= Auszug =
+++++

Das väterliche Rollenangebot wurde von der Kritik oft vorschnell als – von der Tochter wütend abgelehnter – Therapieversuch verstanden. Und es stimmt ja: Zu heilen wäre da einiges. Das zeigt schon der symbolträchtige Riss, der sich durchs alte Haus zieht, in dem schon Gustav aufwuchs, wie in Rückblenden zu sehen ist; und der einen Zusammenbruch in Zeitlupe markiert, wie es eine Off-Erzählerin anfangs erläutert. Noras Angst vor Nähe, ihre Nervenzusammenbrüche hinter der Bühne, ihr vor der Filmhandlung liegender Suizidversuch: Die durch unzählige Arthousefilme trainierte Küchenpsychologie will einem als Zuschauer unaufhörlich soufflieren, dass das sicher mit der Depression der Großmutter zu tun hat, die als Widerstandskämpferin gegen das Nazi-Regime einst gefoltert wurde und sich später erhängte.
Ein Hocker von Ikea
Weil Nora diese Rolle ablehnt, übernimmt ein Hollywoodstarlet: Rachel (Elle Fanning) bewundert Borgs Filme, setzt sich intensiv mit der Rolle auseinander, färbt sogar ihre Haare, um wie Nora auszusehen. Der wiederum sie ungeheuerlich genau beobachtende Regisseur flunkert ihr (und uns) dabei vor, dass der Film im Originalhaus gedreht werden und überhaupt alles möglichst echt sein solle. Jener Hocker zum Beispiel, auf dem sich seine Mutter erhängt habe, wie er der von so viel Authentizität erschütterten Schauspielerin erläutert: Es ist nur ein gewöhnlicher Ikea-Hocker, wie sich herausstellt.

+++++

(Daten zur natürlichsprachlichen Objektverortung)
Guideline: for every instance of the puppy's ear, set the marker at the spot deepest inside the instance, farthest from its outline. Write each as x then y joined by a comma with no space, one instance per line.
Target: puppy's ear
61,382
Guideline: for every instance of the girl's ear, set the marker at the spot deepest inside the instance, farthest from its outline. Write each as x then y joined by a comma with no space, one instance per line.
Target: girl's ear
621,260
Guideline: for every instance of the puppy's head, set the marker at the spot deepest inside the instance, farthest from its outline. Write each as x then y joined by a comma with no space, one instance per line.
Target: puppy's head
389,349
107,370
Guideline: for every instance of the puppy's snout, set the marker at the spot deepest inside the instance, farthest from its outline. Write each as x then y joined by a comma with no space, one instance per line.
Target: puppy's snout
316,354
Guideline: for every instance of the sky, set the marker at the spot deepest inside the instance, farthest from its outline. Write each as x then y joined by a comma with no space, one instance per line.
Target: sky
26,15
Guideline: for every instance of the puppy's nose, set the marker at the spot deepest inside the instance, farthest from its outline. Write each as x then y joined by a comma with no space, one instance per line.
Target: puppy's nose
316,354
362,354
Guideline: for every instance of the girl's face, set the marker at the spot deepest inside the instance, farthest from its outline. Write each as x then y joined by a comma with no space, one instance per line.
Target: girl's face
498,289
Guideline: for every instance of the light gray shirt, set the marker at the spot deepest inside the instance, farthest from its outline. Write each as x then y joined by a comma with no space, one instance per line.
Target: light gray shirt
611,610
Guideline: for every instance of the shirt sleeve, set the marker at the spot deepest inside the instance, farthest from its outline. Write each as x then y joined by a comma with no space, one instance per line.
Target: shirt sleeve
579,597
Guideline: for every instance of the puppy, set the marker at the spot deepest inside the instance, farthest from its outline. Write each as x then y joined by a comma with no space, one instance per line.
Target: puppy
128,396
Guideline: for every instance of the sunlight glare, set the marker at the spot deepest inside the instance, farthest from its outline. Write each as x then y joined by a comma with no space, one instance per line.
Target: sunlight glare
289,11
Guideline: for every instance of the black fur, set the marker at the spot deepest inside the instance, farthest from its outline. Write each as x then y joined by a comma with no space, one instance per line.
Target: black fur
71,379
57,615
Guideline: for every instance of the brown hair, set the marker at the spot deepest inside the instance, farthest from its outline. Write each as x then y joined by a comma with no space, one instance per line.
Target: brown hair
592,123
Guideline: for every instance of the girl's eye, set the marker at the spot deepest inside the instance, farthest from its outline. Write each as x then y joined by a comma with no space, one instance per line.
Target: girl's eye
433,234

+++++

= Zu erledigende Aufgaben =
#1 Welche Probleme Noras nennt die Filmkritik in dem Satz, der mit „Noras Angst vor Nähe“ beginnt? Zähle alle auf.
#2 Stimmen diese Aussagen mit der Filmkritik überein? Antworte jeweils mit Ja oder Nein und zitiere die entscheidenden Worte.
(a) Die Großmutter wurde als Widerstandskämpferin gefoltert.
(b) Der Hocker, den der Regisseur der Schauspielerin zeigt, ist ein Originalstück aus dem alten Haus.
(c) Nora übernimmt die ihr angebotene Rolle.
#3 Schreibe die Filmkritik über Nora, Rachel und den Regisseur nach ihrem letzten Satz weiter.

= Gegebene Antworten =
#1
- Angst vor Nähe
- Nervenzusammenbrüche hinter der Bühne
- ein Suizidversuch, der vor der Filmhandlung liegt

#2
(a) Ja: „die als Widerstandskämpferin gegen das Nazi-Regime einst gefoltert wurde“
(b) Nein: „Es ist nur ein gewöhnlicher Ikea-Hocker, wie sich herausstellt.“
(c) Nein: „Weil Nora diese Rolle ablehnt, übernimmt ein Hollywoodstarlet“

#3
Trier und sein Drehbuch-Koautor Eskil Vogt lassen, wie der Trickster Gustav Borg, die Frage nach der Echtheit immer wieder auflaufen, durch Schnitte, die zunächst suggerieren, man befände sich in einer privaten Situation, nur um sie als Bühnengeschehen zu entlarven oder als Filmszene. Die Kamera von Kasper Tuxen nutzt etwa kaum bemerkbare Spiegel und gleitet auf diese Weise wie selbstverständlich durch unmöglich scheinende Blick- und Zeitachsen. Extrem langsame Zooms auf weinende Gesichter zitieren distanziert Überwältigungsstrategien des psychologischen Kinos und schaffen dennoch genau das: sie überwältigen.
Etwa in einer Spiegelung zweier Schlüsselszenen: Einmal liest Rachel einen inneren Monolog aus Borgs Drehbuch, in dem es um tiefe Verzweiflung und das erstmalige Beten zu Gott geht. Sie gestaltet die Sätze mit umwerfender Kraft; später liest Nora denselben Text ab, allerdings nicht in der Absicht, ihn zu spielen, und wird von den Worten mitgerissen. Nicht sie formt den Text, der Text formt sie. So werden Gefühle gemacht.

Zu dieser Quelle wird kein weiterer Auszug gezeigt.